Put the lines of every row below into a JSON list of strings, one string per line, with blank lines left out.

##############################

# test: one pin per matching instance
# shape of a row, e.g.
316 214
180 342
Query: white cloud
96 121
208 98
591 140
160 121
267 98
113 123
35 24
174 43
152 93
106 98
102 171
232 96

##############################

Finished answer:
[
  "# test: one pin per matching instance",
  "# shape of a row, e.g.",
  "316 214",
  "180 342",
  "Query: white cloud",
  "96 121",
  "208 98",
  "591 140",
  "160 121",
  "267 98",
  "113 123",
  "35 24",
  "174 43",
  "152 93",
  "106 98",
  "102 171",
  "232 96"
]